- Occupations: Actress, Television Producer, Writer
- Years active: 2008–present
- Spouse: Ashish Sharma ​(m. 2013)​

= Archana Taide =

Indian actress

Archana Taide Sharma is an Indian actress. She started her career with the reality show Bollywood Ka Ticket on 9X TV. She started her writing career with the show she herself produced along with Ashish Sharma and a close friend, titled Chore Tera Gaon Bada Pyara. She is the Creative Head as a Producer at Desi Fillum Compani Pvt. Ltd.

==Career==
Archana played the lead role of Pavni in the show Beend Banoongaa Ghodi Chadhunga on Imagine TV. She was cast as Nikhat Ahmed Khan in Zee TV's Qubool Hai. She was last seen playing the antagonist on & TV show Santoshi Maa.
++++++
— GIVEN EXERCISE 1 —
Count the lines in the records below that contain the string "gray", treating uppercase and lowercase as different. Reply with the number alone.
++++++
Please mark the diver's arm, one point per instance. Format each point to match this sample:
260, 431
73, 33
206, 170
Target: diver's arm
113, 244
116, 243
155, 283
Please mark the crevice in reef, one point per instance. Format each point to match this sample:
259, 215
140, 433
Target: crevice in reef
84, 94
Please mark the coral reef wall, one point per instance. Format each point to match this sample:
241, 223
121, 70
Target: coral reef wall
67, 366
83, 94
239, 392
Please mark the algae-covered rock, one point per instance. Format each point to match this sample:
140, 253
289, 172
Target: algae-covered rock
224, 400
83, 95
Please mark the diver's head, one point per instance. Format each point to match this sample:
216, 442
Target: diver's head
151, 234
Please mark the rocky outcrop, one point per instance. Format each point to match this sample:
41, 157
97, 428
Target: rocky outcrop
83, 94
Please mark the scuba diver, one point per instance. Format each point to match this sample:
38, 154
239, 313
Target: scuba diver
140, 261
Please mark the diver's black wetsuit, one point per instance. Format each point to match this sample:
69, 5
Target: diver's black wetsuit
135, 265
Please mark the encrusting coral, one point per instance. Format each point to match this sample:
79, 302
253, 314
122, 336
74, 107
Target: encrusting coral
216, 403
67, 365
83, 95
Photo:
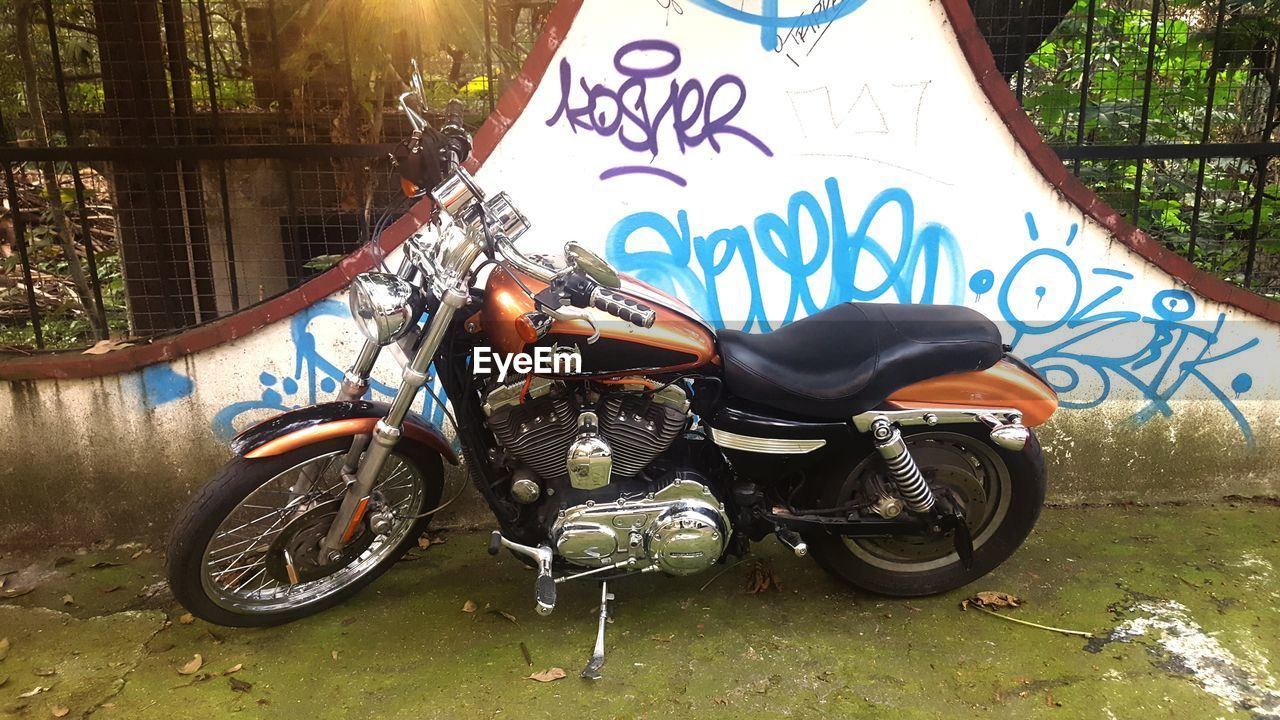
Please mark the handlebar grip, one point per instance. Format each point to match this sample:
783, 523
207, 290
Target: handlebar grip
622, 306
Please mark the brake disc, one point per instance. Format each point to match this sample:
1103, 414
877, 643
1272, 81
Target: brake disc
301, 540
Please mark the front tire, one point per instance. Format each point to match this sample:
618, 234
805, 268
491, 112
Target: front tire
1000, 516
227, 557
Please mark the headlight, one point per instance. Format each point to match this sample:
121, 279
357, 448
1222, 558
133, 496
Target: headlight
383, 305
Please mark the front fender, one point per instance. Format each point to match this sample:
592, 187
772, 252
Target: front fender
328, 420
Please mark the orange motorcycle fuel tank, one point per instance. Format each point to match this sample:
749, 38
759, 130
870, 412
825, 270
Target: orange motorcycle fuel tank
1008, 383
677, 341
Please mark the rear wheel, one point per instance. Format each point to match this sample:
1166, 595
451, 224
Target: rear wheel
246, 550
1001, 492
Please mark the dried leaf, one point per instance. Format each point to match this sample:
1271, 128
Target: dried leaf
760, 579
191, 668
548, 675
504, 614
104, 346
988, 598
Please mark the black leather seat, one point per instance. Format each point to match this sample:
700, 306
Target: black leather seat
849, 358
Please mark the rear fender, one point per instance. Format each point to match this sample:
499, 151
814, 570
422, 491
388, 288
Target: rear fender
1009, 383
329, 420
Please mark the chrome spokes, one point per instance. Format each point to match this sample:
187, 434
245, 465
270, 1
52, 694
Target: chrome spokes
241, 570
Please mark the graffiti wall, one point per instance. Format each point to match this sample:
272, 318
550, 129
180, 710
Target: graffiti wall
763, 160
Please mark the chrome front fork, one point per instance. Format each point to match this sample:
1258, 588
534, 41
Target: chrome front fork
360, 474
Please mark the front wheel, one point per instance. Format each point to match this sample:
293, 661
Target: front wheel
1002, 492
246, 550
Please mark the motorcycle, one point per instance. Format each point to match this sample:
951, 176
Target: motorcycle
613, 432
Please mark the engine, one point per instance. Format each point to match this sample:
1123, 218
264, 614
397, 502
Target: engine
592, 443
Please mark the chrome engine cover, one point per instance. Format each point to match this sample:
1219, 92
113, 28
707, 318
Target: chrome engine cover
681, 529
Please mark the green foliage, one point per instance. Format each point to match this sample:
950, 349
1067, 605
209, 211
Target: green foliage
1188, 73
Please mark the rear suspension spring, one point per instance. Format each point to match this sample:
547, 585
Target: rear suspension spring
901, 466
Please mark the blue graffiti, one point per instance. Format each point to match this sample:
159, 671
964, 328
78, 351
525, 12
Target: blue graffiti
913, 274
769, 19
315, 378
1156, 352
624, 112
161, 384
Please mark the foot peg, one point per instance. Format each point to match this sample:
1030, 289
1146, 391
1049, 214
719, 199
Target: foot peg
544, 588
792, 540
593, 668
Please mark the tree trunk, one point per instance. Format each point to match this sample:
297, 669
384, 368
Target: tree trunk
36, 112
159, 270
1016, 28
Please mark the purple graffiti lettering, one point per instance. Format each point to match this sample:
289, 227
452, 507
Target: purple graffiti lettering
690, 112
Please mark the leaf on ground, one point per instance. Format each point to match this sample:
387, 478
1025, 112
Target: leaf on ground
760, 579
504, 614
991, 600
191, 668
548, 675
104, 346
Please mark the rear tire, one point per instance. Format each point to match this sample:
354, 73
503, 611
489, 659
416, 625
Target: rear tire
188, 552
869, 566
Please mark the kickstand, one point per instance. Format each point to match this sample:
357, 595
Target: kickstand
593, 668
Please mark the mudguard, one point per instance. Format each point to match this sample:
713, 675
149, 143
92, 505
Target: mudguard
328, 420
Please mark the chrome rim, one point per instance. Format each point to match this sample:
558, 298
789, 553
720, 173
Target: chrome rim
237, 570
963, 464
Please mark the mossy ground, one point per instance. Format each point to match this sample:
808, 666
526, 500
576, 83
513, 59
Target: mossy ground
406, 648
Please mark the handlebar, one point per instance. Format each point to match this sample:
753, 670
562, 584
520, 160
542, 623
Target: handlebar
624, 308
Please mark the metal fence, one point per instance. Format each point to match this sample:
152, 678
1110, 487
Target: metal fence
1165, 108
170, 162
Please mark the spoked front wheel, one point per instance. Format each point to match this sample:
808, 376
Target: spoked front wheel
1000, 490
246, 550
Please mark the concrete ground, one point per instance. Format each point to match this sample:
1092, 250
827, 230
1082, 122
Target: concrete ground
1184, 601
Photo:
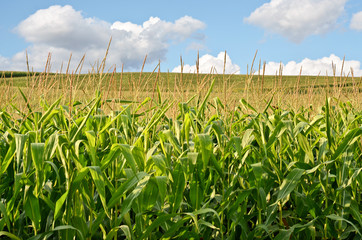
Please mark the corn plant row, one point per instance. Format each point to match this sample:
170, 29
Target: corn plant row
135, 173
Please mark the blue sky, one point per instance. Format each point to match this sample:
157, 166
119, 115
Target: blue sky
297, 33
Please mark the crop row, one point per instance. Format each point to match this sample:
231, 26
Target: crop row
75, 171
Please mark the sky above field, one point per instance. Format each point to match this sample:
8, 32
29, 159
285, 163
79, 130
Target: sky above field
310, 36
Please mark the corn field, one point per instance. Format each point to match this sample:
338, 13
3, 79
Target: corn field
77, 172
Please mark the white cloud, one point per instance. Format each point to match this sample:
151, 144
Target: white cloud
208, 63
322, 66
356, 21
62, 30
297, 19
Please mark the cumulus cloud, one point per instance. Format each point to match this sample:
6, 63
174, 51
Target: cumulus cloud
209, 63
356, 21
297, 19
62, 30
322, 66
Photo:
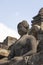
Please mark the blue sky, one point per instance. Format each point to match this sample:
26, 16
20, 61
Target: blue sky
14, 11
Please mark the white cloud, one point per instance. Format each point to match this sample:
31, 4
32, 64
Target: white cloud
17, 14
5, 31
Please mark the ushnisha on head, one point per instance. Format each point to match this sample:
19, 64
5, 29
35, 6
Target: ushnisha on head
23, 27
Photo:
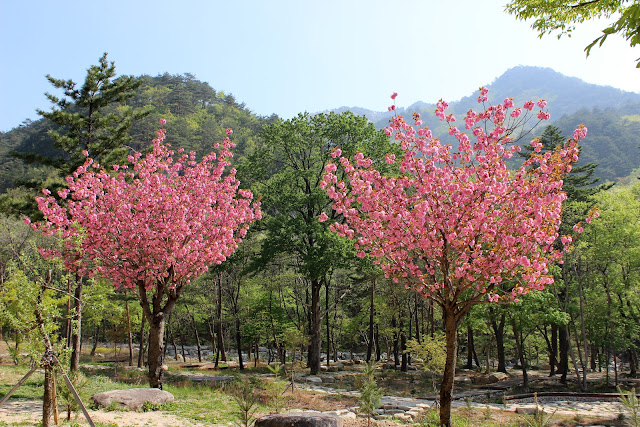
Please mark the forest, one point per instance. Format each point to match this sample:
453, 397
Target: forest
291, 287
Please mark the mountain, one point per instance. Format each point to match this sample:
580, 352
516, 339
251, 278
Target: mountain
611, 115
197, 116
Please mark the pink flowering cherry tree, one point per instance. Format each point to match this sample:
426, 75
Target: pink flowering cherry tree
457, 226
151, 226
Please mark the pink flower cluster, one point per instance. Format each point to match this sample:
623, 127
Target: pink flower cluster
159, 219
458, 222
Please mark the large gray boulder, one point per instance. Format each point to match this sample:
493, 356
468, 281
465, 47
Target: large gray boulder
300, 419
133, 399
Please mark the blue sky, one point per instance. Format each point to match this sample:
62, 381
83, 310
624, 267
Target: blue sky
286, 57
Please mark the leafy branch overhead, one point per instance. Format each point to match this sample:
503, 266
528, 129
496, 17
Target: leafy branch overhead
557, 16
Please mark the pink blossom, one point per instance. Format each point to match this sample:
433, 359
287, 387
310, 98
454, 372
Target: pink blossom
433, 213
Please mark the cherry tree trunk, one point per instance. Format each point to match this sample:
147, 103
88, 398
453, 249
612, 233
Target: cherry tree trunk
76, 338
156, 343
446, 389
316, 333
47, 401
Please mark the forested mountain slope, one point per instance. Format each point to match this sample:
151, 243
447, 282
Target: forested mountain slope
197, 116
611, 115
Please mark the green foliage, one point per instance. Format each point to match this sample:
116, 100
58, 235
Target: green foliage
557, 16
92, 118
246, 399
431, 350
150, 407
370, 393
431, 418
630, 401
276, 388
79, 382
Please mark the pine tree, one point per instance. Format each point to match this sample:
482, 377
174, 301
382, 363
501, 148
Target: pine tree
92, 118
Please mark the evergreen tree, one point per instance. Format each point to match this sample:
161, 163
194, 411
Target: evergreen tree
85, 120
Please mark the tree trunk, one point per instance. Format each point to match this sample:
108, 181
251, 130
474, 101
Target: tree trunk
129, 333
403, 346
553, 354
96, 337
446, 388
220, 354
316, 334
239, 343
498, 330
156, 314
47, 404
520, 349
396, 347
563, 364
68, 324
371, 319
76, 338
326, 314
470, 347
195, 331
156, 341
142, 341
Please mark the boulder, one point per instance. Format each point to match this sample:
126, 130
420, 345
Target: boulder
498, 376
133, 399
299, 419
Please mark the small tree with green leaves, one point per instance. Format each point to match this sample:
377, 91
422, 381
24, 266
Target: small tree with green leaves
370, 393
630, 401
246, 400
432, 351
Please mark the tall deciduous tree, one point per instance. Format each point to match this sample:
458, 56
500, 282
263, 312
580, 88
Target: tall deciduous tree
457, 227
288, 170
151, 228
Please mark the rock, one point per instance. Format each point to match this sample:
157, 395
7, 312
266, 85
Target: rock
349, 416
481, 380
133, 399
304, 419
498, 376
523, 410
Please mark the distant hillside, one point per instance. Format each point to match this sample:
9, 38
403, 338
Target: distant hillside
197, 116
612, 115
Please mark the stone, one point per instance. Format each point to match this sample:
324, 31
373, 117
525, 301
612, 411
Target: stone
349, 416
133, 399
462, 380
304, 419
498, 376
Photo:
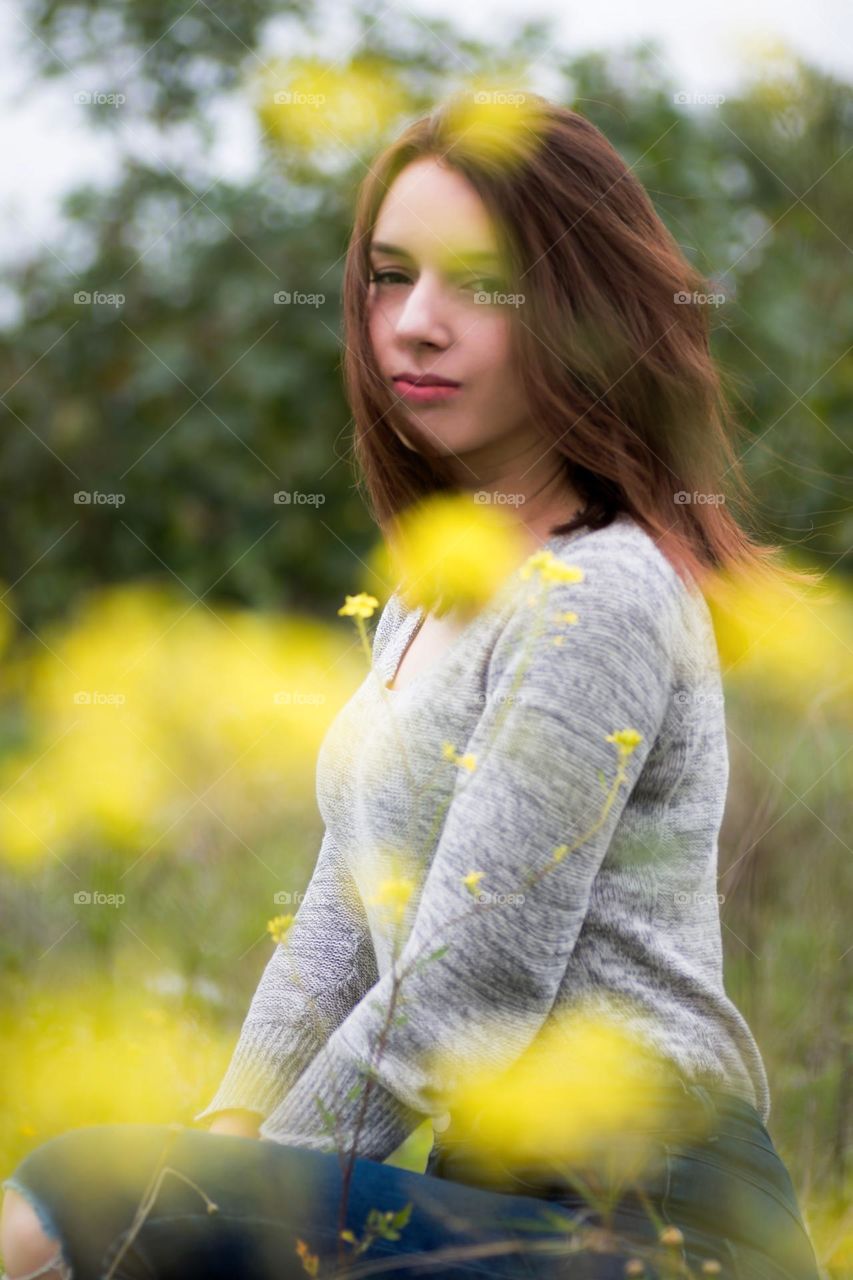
++++++
— GIVEN EXERCISE 2 —
Reproduce the Archana Taide profile above verbatim, everything from "Archana Taide Sharma" down to "Compani Pvt. Ltd.".

— TASK ANSWER 1 —
2

— TASK ANSWER 2 —
Archana Taide Sharma is an Indian actress. She started her career with the reality show Bollywood Ka Ticket on 9X TV. She started her writing career with the show she herself produced along with Ashish Sharma and a close friend, titled Chore Tera Gaon Bada Pyara. She is the Creative Head as a Producer at Desi Fillum Compani Pvt. Ltd.